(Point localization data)
-=-=-=-=-

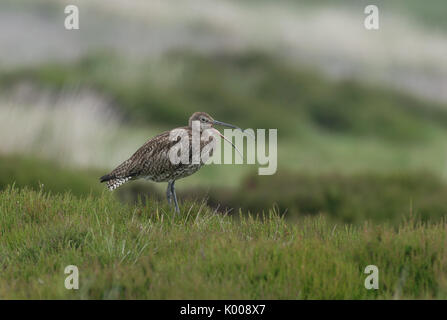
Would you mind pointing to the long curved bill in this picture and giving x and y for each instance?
(229, 141)
(220, 123)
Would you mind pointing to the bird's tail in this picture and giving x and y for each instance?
(114, 182)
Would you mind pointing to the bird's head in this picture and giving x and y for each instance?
(207, 122)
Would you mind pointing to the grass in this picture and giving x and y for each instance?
(37, 174)
(143, 251)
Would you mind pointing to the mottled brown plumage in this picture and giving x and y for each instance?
(151, 161)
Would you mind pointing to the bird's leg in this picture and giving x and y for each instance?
(177, 210)
(169, 193)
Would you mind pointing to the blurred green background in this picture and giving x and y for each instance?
(361, 115)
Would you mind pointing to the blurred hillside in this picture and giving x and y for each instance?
(361, 116)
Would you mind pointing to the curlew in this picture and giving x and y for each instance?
(152, 161)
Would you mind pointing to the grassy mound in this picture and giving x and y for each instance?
(37, 173)
(143, 251)
(344, 198)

-=-=-=-=-

Give the data above back unchanged, except for the pictures.

* _ANSWER AREA_
Would you mind pointing to the long curved bill in this picture and giving x and y for each instance?
(229, 141)
(220, 123)
Would you mind pointing to the bird's tail in this picture and giving x and y for each instance?
(114, 182)
Would you mind pointing to the bird's head in this picture and giving x and y for each instance?
(207, 122)
Would you mind pointing to the grass in this picture and giving x and y for each instance?
(37, 174)
(143, 251)
Would you mind pointing to the mottled brown plumage in this picture and giving x and y for each instance?
(151, 161)
Would you mind pointing to the bird's leg in this picture and giving x and y for each instance?
(177, 210)
(169, 193)
Would you mind pointing to the blurred green background in this picture and giving x and y for each instance?
(361, 115)
Would you mind pointing to the blurred hillside in this picture and giving x and y for each instance?
(361, 116)
Would you mind pointing to the curlew in this picture and giving x and y for each instance?
(152, 161)
Would you mind pointing to the grassy mound in this picture and giving x and y for each instance?
(37, 173)
(143, 251)
(344, 198)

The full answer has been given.